TASK PROMPT:
Identify every line in the entries below that contains the string "background", and copy each such line unchanged.

[Recorded data]
· · · · · · ·

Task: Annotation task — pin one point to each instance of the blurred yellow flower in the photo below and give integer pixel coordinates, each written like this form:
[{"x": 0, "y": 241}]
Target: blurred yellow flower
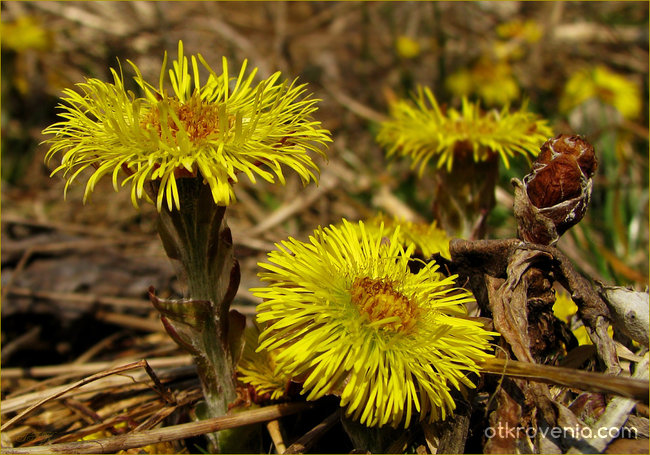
[
  {"x": 423, "y": 131},
  {"x": 213, "y": 130},
  {"x": 407, "y": 47},
  {"x": 344, "y": 312},
  {"x": 427, "y": 238},
  {"x": 491, "y": 80},
  {"x": 604, "y": 85}
]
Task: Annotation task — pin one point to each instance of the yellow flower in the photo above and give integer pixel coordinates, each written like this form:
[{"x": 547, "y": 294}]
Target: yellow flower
[
  {"x": 423, "y": 131},
  {"x": 214, "y": 129},
  {"x": 258, "y": 368},
  {"x": 604, "y": 85},
  {"x": 344, "y": 313},
  {"x": 428, "y": 238},
  {"x": 407, "y": 47}
]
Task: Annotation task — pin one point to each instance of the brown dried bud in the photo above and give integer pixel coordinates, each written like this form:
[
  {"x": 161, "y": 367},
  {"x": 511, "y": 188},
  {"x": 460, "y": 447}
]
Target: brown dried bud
[{"x": 555, "y": 195}]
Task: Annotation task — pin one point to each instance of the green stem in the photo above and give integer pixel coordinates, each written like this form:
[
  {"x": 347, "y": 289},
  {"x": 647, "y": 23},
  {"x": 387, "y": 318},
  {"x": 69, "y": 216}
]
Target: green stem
[{"x": 197, "y": 236}]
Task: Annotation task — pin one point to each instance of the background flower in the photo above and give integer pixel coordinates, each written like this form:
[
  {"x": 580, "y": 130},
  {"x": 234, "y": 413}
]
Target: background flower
[
  {"x": 211, "y": 129},
  {"x": 428, "y": 238},
  {"x": 423, "y": 131},
  {"x": 604, "y": 85},
  {"x": 346, "y": 315}
]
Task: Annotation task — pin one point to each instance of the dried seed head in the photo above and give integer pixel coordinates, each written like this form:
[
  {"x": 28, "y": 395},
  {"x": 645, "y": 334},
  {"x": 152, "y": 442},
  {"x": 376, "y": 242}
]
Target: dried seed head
[{"x": 555, "y": 195}]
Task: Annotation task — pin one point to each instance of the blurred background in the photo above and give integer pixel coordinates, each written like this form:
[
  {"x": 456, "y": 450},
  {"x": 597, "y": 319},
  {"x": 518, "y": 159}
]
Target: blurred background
[{"x": 74, "y": 277}]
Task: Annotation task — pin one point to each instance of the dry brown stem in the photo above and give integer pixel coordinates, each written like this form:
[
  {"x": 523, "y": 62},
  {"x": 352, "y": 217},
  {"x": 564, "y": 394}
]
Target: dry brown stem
[{"x": 172, "y": 433}]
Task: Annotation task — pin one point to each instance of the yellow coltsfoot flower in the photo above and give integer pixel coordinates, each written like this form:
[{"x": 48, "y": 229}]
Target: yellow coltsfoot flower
[
  {"x": 428, "y": 238},
  {"x": 423, "y": 131},
  {"x": 344, "y": 314},
  {"x": 216, "y": 129}
]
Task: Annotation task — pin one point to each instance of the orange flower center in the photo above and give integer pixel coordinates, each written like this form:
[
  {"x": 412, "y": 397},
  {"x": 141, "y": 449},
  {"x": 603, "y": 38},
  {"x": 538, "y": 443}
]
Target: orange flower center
[
  {"x": 198, "y": 119},
  {"x": 379, "y": 300}
]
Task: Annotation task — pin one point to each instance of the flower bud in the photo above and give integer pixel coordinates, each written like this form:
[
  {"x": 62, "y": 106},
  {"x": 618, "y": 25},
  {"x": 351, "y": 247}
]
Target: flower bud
[{"x": 555, "y": 194}]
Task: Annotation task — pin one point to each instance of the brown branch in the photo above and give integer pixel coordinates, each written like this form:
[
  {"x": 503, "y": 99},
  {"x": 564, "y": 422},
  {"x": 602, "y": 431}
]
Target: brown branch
[
  {"x": 636, "y": 389},
  {"x": 158, "y": 435},
  {"x": 308, "y": 439}
]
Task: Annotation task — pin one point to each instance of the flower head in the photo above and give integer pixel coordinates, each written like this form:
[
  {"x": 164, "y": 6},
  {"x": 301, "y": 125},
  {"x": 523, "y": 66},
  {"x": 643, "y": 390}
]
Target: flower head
[
  {"x": 428, "y": 238},
  {"x": 346, "y": 315},
  {"x": 212, "y": 129},
  {"x": 424, "y": 131},
  {"x": 602, "y": 84},
  {"x": 491, "y": 80}
]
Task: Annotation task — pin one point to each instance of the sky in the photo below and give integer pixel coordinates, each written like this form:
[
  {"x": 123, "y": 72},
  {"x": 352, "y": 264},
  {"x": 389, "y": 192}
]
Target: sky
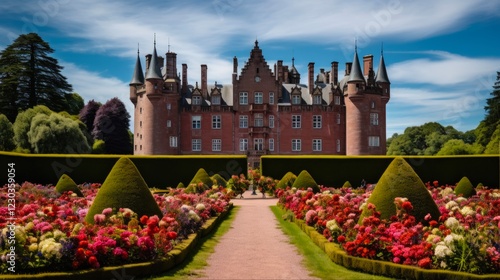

· · · · · · ·

FULL SOLUTION:
Task: Annotation task — pin one point to each instance of the background flower in the photo above and give integer pixel coordinates, each written like this form:
Target: background flower
Task: Annotation task — pin one point to each instance of the blurred background in the photo above and give integer pixel coordinates, each written like this form:
Target: blurred background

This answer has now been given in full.